Render the records from the line containing "the gray leggings" through the end of the records, both ends included, as a Markdown table with the columns Row and Line. Put a row number in Row and the line in Line, and leave out blank lines.
*** Input material
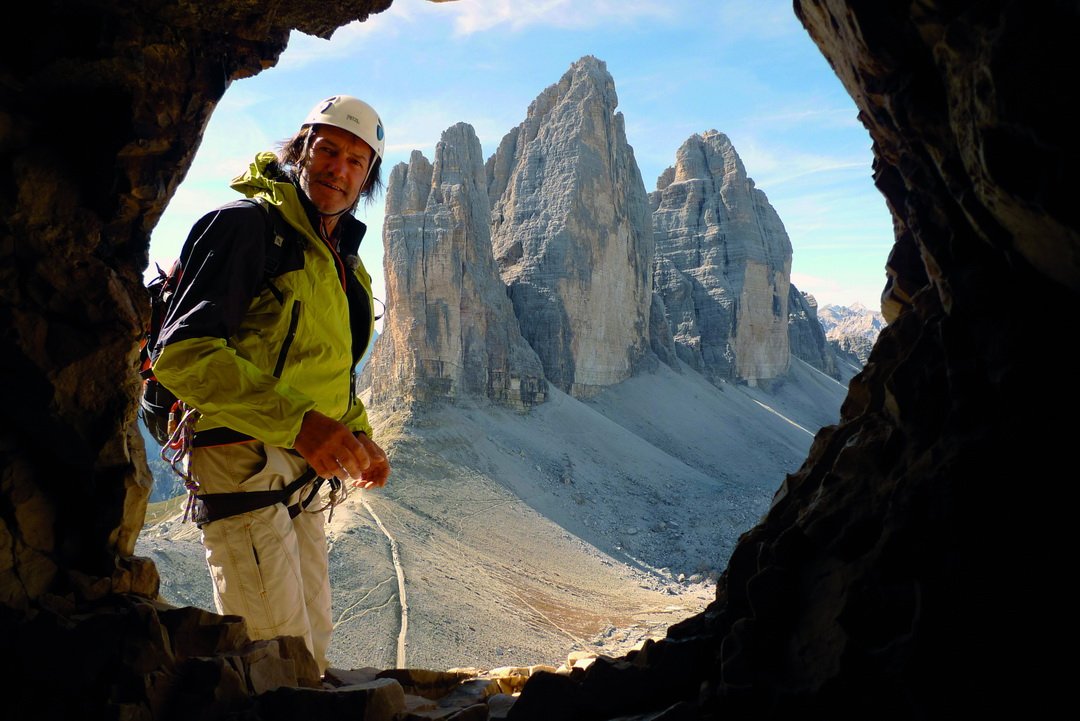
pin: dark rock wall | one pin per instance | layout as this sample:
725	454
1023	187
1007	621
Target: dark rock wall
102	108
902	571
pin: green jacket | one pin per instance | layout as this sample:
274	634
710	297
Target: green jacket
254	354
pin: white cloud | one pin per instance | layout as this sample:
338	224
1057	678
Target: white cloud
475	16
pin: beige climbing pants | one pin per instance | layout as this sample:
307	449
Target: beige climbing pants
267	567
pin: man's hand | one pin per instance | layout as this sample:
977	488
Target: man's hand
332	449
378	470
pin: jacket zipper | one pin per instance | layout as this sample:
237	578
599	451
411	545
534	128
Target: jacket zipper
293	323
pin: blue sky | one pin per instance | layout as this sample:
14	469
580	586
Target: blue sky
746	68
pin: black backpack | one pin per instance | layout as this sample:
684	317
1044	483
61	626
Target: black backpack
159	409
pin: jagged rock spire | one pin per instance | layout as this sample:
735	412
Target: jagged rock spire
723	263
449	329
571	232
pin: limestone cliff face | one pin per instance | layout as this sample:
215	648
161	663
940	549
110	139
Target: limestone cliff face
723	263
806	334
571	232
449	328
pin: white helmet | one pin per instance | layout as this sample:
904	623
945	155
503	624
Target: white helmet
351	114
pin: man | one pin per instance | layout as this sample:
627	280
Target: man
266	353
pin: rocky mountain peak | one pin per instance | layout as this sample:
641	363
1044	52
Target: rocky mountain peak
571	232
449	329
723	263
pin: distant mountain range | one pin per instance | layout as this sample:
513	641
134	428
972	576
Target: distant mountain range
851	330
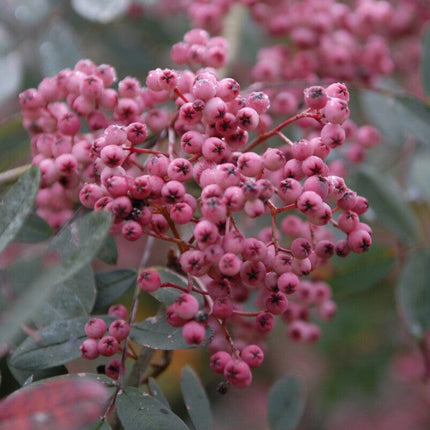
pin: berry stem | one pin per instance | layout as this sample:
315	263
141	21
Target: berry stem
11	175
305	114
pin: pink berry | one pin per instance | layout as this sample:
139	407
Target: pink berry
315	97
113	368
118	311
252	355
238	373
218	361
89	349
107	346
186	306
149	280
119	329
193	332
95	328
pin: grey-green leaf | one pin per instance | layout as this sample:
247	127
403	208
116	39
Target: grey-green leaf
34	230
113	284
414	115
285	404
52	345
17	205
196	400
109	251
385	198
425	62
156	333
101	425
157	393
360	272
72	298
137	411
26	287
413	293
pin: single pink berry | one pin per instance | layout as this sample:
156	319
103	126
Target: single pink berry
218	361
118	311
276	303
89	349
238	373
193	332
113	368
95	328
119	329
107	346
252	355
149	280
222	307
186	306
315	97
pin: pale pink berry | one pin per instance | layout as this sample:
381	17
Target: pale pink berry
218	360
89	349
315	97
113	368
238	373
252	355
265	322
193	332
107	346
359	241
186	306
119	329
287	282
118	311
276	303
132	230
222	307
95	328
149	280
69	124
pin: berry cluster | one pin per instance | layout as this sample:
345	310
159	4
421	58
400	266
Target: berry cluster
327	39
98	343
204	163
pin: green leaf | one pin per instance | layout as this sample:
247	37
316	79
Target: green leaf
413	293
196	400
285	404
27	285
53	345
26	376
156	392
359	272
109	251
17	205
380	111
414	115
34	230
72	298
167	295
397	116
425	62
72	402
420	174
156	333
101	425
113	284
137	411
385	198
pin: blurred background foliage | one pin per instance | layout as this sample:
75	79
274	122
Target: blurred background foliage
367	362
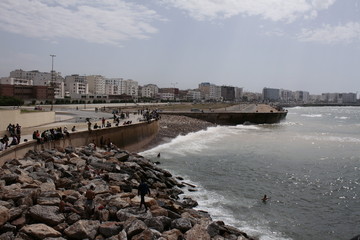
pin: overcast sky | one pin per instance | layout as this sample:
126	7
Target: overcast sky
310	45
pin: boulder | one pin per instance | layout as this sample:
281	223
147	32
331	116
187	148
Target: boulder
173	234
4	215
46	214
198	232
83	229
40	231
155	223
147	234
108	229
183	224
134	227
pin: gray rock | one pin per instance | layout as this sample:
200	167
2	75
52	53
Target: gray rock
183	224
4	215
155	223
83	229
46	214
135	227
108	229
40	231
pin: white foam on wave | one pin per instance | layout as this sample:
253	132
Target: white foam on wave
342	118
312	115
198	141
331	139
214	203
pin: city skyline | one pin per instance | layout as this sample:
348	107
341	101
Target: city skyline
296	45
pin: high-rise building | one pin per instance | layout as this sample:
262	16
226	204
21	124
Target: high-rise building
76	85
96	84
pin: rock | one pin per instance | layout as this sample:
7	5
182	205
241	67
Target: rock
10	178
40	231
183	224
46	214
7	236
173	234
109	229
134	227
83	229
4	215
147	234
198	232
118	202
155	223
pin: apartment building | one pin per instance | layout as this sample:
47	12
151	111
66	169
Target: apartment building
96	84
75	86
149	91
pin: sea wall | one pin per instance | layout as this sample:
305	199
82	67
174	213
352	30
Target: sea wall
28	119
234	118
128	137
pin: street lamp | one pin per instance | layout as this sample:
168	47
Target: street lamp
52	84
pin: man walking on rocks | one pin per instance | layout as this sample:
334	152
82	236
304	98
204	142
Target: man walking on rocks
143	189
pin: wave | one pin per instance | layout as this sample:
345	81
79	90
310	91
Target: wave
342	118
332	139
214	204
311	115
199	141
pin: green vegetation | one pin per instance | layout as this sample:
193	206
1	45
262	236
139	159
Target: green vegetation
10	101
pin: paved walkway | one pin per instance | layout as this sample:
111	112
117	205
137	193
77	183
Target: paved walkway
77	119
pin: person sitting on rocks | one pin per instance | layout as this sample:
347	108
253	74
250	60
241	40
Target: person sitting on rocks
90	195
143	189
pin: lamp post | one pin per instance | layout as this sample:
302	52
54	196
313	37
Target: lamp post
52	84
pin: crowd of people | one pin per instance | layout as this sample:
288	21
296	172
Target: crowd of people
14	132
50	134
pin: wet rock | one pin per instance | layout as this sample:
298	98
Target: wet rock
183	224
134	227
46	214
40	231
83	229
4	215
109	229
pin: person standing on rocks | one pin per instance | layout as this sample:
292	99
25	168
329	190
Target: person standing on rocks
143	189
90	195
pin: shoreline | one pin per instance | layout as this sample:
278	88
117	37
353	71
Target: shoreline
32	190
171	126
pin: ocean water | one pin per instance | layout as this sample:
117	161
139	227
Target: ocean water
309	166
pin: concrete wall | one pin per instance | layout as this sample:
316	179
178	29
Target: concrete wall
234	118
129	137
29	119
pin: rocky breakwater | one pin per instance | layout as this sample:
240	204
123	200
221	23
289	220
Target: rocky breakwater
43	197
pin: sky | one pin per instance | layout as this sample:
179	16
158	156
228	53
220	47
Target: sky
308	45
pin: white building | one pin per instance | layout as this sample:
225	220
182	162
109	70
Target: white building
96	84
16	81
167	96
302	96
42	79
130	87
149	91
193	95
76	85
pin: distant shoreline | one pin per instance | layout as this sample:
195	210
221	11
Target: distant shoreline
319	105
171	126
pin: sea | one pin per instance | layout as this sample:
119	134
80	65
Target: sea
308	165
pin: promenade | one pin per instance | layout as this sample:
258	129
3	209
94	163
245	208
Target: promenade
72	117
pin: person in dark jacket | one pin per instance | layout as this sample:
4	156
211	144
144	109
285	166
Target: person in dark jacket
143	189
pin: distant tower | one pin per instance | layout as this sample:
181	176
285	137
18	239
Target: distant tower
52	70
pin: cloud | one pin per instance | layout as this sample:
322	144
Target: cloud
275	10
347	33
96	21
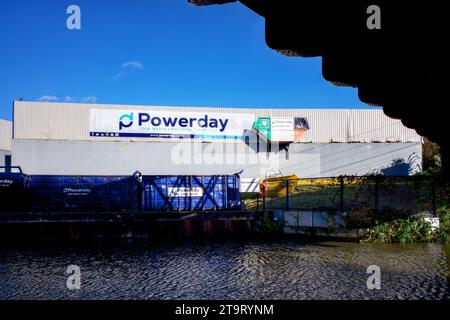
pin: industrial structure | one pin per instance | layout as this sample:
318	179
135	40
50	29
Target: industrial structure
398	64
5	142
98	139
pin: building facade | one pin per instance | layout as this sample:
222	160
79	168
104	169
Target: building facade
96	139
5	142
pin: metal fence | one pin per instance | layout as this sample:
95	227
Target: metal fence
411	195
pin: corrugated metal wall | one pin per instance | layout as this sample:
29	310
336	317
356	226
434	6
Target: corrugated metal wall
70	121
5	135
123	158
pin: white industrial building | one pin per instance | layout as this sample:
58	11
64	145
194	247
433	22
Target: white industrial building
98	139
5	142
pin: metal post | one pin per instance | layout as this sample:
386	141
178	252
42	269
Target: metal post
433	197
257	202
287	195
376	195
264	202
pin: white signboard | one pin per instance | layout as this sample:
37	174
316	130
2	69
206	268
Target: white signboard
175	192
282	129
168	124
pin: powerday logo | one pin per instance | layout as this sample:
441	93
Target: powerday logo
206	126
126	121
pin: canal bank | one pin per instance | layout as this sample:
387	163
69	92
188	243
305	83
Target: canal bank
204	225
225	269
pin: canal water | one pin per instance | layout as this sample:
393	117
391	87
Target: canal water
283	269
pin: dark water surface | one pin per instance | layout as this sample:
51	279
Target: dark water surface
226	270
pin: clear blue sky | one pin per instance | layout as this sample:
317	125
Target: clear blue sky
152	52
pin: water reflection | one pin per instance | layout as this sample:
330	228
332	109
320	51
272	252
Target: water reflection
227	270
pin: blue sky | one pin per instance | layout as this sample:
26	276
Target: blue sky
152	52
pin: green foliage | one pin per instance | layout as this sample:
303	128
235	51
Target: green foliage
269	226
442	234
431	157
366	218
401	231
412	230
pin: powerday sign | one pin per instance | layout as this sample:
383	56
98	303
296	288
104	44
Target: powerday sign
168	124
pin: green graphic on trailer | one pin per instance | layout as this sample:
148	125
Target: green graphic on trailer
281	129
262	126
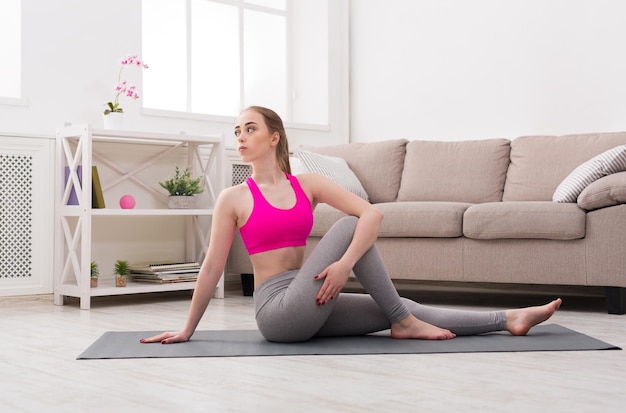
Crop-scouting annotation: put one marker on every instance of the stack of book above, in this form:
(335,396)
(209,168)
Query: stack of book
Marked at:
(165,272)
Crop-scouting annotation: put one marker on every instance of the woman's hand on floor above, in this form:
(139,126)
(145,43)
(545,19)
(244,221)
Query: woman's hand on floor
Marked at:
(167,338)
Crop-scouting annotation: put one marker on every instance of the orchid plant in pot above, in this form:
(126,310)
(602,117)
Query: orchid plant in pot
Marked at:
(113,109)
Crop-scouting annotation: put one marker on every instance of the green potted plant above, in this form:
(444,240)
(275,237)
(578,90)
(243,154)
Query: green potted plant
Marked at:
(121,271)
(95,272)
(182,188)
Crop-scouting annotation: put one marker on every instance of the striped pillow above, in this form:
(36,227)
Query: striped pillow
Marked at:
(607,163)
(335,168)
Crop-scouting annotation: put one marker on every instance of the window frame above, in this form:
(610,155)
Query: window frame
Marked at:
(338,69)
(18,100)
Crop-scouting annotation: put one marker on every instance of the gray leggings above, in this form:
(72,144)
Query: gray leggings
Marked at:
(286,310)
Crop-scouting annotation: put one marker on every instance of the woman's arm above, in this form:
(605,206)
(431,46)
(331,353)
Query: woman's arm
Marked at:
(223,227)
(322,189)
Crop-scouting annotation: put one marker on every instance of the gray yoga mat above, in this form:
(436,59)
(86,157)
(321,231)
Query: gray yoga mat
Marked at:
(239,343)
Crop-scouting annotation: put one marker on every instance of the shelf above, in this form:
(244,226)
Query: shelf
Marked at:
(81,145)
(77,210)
******
# [Result below]
| Row | Line |
|---|---|
| 1 | Crop-scouting annotation: put one marker on every instance of the gray leggings above, in this form: |
| 2 | (72,144) |
| 3 | Query: gray leggings |
| 4 | Marked at: |
| 5 | (286,310) |
| 6 | Crop-scouting annotation: put one marker on every instance of the woman's arm above, in this form: |
| 7 | (605,206) |
| 8 | (431,46) |
| 9 | (331,353) |
| 10 | Query: woman's arm |
| 11 | Marked at: |
| 12 | (223,227) |
| 13 | (322,189) |
| 14 | Crop-scouting annotation: put one marker on every instance of the gray yoga mat above, in this form: |
| 15 | (436,59) |
| 16 | (86,157) |
| 17 | (321,231) |
| 18 | Query: gray yoga mat |
| 19 | Marked at: |
| 20 | (239,343) |
| 21 | Crop-scouting annotation: put one marker on every instance of the shelf above, in this form: |
| 22 | (244,226) |
| 23 | Query: shelf |
| 24 | Marked at: |
| 25 | (81,145) |
| 26 | (77,210) |